EXERCISE PASSAGE below:

The effect is hence predicted to be small. For beef, the combined impact of the Mercosur deal, an already-concluded New Zealand deal and a potential one with Australia is expected to tap down producer prices by 2.4 percent and output by 0.9 percent by 2032, according to a Commission report from February.
“That is not a life-changing adjustment by any means,” said former negotiator Clarke. “There are far bigger impacts through exchange-rate fluctuations or increases in the price of feed and grain and energy.”
Trading arguments
Beef and poultry lobbies counter that the type of meat matters. South America exports its best cuts to Europe: tenderloins, striploins and rumps for cows, and breasts for chicken. For local producers, it’s these lucrative sales that justify raising the animals, meaning the increased imports are a bigger blow than what initially shows up on the trade ledger.
“Since EU producers rely on breast meat sales to justify raising chickens, each two filets imported from abroad represent one chicken not raised in the EU,” said the AVEC poultry association. “The import of poultry filets therefore directly undermines EU production.”
Others disagree with this reasoning. For EU meat producers, it is actually the export of the cheaper bits — cow forequarters for minced beef, poultry legs for drumsticks — that subsidizes the expensive ones. So in order to become self-sufficient in poultry breast, Europe would have to find much bigger demand for the by-products than exists, argued Capuzzi.
The beef and poultry quotas are also higher than what is actually being shipped. Right now, Mercosur countries only send one burger and a filet-and-a-half per person, suggesting there isn’t the huge demand for South American protein that farmers imply when they talk of a surge of foreign meat.
Moreover, EU negotiators have carved out emergency safeguards for these products that mean Brussels can intervene if imports disrupt the single market. This is unusual for quota-restricted goods, marking an extra buffer for local farmers, one Commission official said at a news briefing last week.

End of EXERCISE PASSAGE.

Rewrite the Mercosur trade passage starting at the words "The beef and" and stopping after "briefing last week.", replacing "single market" with "common market". The listing after this passage has no connection to the Mercosur trade passage.

SUPPLIED DATA below:

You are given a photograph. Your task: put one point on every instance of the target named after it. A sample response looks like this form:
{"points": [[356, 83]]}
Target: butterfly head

End of SUPPLIED DATA.

TASK SOLUTION
The beef and poultry quotas are also higher than what is actually being shipped. Right now, Mercosur countries only send one burger and a filet-and-a-half per person, suggesting there isn’t the huge demand for South American protein that farmers imply when they talk of a surge of foreign meat.
Moreover, EU negotiators have carved out emergency safeguards for these products that mean Brussels can intervene if imports disrupt the common market. This is unusual for quota-restricted goods, marking an extra buffer for local farmers, one Commission official said at a news briefing last week.